+++ Vorgegebene Zeilen

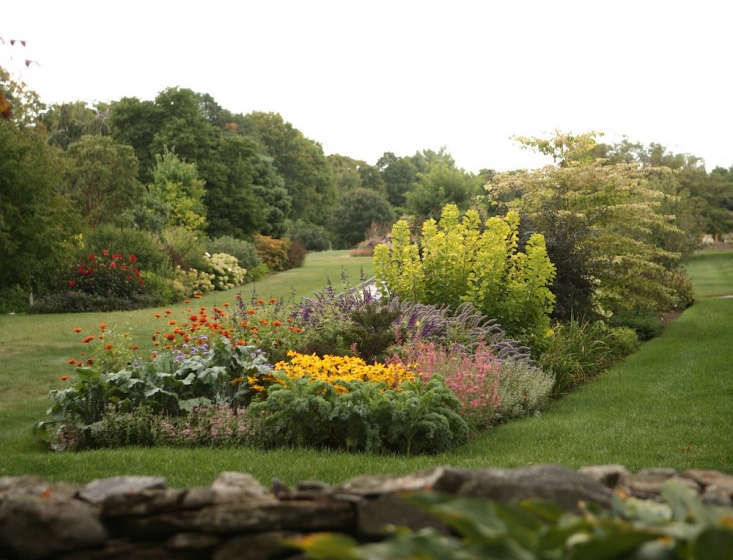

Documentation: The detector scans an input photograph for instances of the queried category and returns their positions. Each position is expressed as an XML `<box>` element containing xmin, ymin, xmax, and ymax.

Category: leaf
<box><xmin>178</xmin><ymin>397</ymin><xmax>212</xmax><ymax>412</ymax></box>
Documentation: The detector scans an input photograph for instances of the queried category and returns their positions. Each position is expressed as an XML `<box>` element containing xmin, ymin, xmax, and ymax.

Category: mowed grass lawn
<box><xmin>0</xmin><ymin>251</ymin><xmax>733</xmax><ymax>486</ymax></box>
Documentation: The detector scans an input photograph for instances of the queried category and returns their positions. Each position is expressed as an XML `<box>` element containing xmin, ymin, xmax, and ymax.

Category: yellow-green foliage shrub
<box><xmin>374</xmin><ymin>204</ymin><xmax>555</xmax><ymax>349</ymax></box>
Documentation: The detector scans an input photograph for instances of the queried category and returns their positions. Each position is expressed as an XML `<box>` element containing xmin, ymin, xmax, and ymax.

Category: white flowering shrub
<box><xmin>175</xmin><ymin>266</ymin><xmax>215</xmax><ymax>297</ymax></box>
<box><xmin>205</xmin><ymin>253</ymin><xmax>247</xmax><ymax>290</ymax></box>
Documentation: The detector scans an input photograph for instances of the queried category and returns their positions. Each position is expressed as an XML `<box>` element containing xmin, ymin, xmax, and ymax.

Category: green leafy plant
<box><xmin>374</xmin><ymin>204</ymin><xmax>555</xmax><ymax>349</ymax></box>
<box><xmin>36</xmin><ymin>337</ymin><xmax>272</xmax><ymax>445</ymax></box>
<box><xmin>250</xmin><ymin>373</ymin><xmax>468</xmax><ymax>455</ymax></box>
<box><xmin>539</xmin><ymin>318</ymin><xmax>638</xmax><ymax>395</ymax></box>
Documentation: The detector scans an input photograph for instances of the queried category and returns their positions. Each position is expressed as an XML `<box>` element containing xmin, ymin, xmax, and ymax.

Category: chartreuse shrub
<box><xmin>290</xmin><ymin>481</ymin><xmax>733</xmax><ymax>560</ymax></box>
<box><xmin>374</xmin><ymin>204</ymin><xmax>555</xmax><ymax>350</ymax></box>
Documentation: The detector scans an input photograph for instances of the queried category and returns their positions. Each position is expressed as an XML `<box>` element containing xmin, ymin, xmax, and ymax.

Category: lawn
<box><xmin>0</xmin><ymin>251</ymin><xmax>733</xmax><ymax>485</ymax></box>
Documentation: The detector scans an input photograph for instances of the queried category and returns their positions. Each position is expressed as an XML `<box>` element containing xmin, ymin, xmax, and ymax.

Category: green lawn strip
<box><xmin>685</xmin><ymin>249</ymin><xmax>733</xmax><ymax>297</ymax></box>
<box><xmin>0</xmin><ymin>249</ymin><xmax>733</xmax><ymax>486</ymax></box>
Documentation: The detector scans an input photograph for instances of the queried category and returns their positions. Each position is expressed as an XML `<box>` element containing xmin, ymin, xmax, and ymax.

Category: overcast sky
<box><xmin>0</xmin><ymin>0</ymin><xmax>733</xmax><ymax>171</ymax></box>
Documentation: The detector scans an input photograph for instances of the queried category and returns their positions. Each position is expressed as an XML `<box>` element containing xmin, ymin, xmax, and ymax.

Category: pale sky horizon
<box><xmin>0</xmin><ymin>0</ymin><xmax>733</xmax><ymax>171</ymax></box>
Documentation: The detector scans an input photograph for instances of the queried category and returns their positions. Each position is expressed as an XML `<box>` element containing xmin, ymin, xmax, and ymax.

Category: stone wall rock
<box><xmin>0</xmin><ymin>465</ymin><xmax>733</xmax><ymax>560</ymax></box>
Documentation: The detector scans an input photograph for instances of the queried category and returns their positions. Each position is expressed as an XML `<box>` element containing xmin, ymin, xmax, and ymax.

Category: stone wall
<box><xmin>0</xmin><ymin>465</ymin><xmax>733</xmax><ymax>560</ymax></box>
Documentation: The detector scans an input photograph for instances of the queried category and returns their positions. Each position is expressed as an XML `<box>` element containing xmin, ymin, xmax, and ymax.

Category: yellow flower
<box><xmin>275</xmin><ymin>350</ymin><xmax>415</xmax><ymax>393</ymax></box>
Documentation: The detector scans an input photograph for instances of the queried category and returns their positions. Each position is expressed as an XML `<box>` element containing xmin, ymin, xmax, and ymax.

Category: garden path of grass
<box><xmin>0</xmin><ymin>251</ymin><xmax>733</xmax><ymax>486</ymax></box>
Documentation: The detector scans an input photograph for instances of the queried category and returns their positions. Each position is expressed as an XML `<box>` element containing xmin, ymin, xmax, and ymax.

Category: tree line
<box><xmin>0</xmin><ymin>69</ymin><xmax>733</xmax><ymax>308</ymax></box>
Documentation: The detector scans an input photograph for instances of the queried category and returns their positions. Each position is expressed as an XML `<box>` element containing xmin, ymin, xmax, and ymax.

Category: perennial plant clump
<box><xmin>275</xmin><ymin>351</ymin><xmax>415</xmax><ymax>393</ymax></box>
<box><xmin>66</xmin><ymin>249</ymin><xmax>145</xmax><ymax>298</ymax></box>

++++++

= Schriftliche Aufgabe =
Bestimmen Sie, wie viele der obigen Zeilen die Zeichenfolge „yellow“ enthalten, wobei Groß- und Kleinschreibung zu beachten ist. Geben Sie nur die Anzahl an.

= Vollständige Lösung =
2